:: TASK ::
Repeat only the lines from the one holding "Practice step: find the brown" down to the last line of the listing below, including both of those lines.

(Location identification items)
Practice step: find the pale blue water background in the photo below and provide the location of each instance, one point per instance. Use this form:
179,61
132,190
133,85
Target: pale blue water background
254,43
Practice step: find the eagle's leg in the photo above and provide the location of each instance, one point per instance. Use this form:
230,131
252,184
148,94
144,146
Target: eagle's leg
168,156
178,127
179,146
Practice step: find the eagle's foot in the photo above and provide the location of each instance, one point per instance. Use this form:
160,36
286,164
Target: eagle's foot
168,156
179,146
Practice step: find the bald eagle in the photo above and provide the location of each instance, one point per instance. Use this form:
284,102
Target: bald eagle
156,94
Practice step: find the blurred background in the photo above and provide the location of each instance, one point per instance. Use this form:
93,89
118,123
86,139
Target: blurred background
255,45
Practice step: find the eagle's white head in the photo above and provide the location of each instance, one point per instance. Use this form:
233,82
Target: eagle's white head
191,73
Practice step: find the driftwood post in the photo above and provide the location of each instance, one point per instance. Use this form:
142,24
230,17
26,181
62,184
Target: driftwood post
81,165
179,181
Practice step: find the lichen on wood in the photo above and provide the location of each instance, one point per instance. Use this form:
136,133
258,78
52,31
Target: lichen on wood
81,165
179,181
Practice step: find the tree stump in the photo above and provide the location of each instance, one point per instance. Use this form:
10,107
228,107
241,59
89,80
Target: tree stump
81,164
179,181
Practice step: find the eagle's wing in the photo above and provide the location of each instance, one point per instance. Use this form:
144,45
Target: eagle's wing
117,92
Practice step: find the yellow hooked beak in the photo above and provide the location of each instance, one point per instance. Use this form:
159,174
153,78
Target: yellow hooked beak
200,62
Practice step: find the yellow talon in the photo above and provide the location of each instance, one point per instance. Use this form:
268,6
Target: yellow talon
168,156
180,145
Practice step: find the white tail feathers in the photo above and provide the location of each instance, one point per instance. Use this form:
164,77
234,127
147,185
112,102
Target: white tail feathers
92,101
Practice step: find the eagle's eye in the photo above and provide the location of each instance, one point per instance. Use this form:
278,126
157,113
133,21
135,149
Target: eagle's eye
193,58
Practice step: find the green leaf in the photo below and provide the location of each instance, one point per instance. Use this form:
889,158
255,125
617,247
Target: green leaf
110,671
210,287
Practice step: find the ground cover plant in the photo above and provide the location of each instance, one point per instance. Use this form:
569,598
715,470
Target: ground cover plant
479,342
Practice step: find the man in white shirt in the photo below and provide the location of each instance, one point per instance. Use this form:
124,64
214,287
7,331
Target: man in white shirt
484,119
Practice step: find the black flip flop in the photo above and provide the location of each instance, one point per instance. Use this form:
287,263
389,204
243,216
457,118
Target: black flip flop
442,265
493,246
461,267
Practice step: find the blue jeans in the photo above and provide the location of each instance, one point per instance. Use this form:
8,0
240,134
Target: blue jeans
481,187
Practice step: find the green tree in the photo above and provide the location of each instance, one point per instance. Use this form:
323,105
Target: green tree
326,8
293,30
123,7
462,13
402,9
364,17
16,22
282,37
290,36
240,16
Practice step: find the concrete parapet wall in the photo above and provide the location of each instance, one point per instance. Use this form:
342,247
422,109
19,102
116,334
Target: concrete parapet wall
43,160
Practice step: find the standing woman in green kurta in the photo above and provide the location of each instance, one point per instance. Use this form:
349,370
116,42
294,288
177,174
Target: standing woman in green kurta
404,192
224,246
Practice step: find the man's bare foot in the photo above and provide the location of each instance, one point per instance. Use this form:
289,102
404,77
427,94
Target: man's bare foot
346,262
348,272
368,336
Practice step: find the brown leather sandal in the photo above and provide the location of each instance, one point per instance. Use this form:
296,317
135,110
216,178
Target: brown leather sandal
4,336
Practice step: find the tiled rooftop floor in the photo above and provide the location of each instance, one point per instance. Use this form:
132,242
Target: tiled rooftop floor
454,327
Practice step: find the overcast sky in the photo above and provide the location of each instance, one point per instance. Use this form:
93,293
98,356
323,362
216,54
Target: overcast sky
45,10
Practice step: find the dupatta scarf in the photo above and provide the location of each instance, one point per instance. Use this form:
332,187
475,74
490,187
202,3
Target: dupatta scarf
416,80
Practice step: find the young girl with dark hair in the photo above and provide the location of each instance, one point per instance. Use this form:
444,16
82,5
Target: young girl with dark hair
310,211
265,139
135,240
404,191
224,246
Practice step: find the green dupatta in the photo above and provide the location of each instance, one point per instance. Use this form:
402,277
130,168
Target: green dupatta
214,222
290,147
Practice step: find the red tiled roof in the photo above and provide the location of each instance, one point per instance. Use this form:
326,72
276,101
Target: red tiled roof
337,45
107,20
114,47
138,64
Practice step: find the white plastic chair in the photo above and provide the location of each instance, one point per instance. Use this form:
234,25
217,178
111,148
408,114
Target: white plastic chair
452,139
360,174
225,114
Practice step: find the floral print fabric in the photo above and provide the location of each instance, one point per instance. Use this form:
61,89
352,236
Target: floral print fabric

:: EXERCISE ANSWER ::
Practice step: find the brown leather sandal in the photo above and provide the location of each instance, one point per instance. Use this form:
296,317
135,110
216,178
Target: brown leather sandal
4,336
Practice step: find the tiled rooftop floor in the photo above and provide the location of each instance, one point per instance. Use this form:
132,242
Target: tiled rooftop floor
454,327
Practice step: find the overcast sky in the photo above and provide the location of each instance, one point per instance. Use this form:
93,293
98,356
323,362
216,54
Target: overcast sky
45,10
Practice step: find the dupatta scarf in the photo above and provide the location of each instance, one point per instance. Use this form:
332,187
475,74
490,187
202,3
Target: dupatta scarf
416,80
Practice step: find the young girl with dark hair in the photo above and provide the location of each instance, one point per instance. Use this form:
444,16
82,5
Target: young girl with dark hair
310,211
265,139
135,240
404,191
224,246
Practice step: find the green dupatta in the photo above and provide the location of each instance, one point per instance. Use this form:
402,277
130,168
Target: green dupatta
214,222
290,147
Practice step: find the red tiled roof in the photo above and provide the location of each instance, one point per instance. Use this form:
326,72
276,101
Target: red tiled roof
337,45
107,20
114,47
138,64
Practice step: find the white plastic chair in the photo above and provide the location of each instance, one point per instance. Use this form:
234,25
217,178
111,148
408,114
Target: white plastic chair
452,139
360,174
225,114
Practice step: find the floral print fabric in the photo above and provide the location of each instance, one point per instance. Use this form:
61,89
352,236
Target: floral print fabric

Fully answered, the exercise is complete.